#### [EXERCISE INPUT]
******
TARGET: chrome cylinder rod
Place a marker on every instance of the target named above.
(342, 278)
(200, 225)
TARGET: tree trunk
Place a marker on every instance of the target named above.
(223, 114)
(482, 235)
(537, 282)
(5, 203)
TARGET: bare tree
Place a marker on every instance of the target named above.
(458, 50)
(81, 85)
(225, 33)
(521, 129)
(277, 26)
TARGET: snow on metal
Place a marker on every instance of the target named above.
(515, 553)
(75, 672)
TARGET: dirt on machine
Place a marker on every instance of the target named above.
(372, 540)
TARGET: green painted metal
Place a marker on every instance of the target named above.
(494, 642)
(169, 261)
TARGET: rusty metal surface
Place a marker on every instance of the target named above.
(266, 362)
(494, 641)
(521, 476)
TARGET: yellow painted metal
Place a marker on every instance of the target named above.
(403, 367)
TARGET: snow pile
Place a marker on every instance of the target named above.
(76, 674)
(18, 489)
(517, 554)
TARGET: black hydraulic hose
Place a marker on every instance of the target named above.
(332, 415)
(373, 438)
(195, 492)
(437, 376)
******
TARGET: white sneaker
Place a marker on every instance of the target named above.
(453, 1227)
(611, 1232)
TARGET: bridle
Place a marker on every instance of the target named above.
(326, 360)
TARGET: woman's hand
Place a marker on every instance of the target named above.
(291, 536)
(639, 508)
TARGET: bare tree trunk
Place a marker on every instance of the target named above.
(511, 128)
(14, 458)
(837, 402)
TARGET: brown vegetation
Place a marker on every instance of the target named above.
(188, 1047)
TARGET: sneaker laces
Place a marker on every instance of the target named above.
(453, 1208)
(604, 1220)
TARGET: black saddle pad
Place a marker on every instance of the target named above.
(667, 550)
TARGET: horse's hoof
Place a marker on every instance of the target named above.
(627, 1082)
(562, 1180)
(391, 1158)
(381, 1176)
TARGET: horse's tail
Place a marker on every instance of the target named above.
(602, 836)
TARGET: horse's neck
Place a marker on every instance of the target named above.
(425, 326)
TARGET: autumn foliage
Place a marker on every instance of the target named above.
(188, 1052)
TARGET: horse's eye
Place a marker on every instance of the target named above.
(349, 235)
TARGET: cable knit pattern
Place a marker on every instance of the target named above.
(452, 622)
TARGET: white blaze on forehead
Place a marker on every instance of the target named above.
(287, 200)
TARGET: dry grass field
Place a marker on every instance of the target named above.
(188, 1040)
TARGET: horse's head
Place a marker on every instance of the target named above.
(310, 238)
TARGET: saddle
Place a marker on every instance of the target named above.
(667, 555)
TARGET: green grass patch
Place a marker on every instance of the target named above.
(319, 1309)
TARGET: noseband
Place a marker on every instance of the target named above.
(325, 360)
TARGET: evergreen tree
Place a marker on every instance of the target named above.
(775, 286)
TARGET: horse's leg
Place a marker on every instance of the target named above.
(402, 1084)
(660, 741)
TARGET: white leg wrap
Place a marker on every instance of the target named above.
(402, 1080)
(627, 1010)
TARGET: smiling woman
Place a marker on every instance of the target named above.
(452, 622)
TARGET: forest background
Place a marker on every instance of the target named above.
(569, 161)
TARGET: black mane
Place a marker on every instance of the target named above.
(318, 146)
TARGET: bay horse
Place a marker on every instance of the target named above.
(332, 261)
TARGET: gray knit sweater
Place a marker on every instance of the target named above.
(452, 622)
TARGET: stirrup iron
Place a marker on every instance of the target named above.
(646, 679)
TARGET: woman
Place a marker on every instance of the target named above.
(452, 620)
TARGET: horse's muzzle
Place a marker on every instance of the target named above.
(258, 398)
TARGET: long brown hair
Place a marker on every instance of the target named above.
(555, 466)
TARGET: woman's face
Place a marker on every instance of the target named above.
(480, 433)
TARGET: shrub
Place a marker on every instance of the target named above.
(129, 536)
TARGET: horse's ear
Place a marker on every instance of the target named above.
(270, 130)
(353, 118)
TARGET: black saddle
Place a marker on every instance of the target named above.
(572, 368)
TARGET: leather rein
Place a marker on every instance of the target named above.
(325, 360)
******
#### [YOUR GOAL]
Locate every line of the data above that contains the word "white", and copy each of those lines.

#### [RESPONSE TO THE EXERCISE]
TARGET: white sneaker
TARGET: white blaze on forehead
TARGET: white leg wrap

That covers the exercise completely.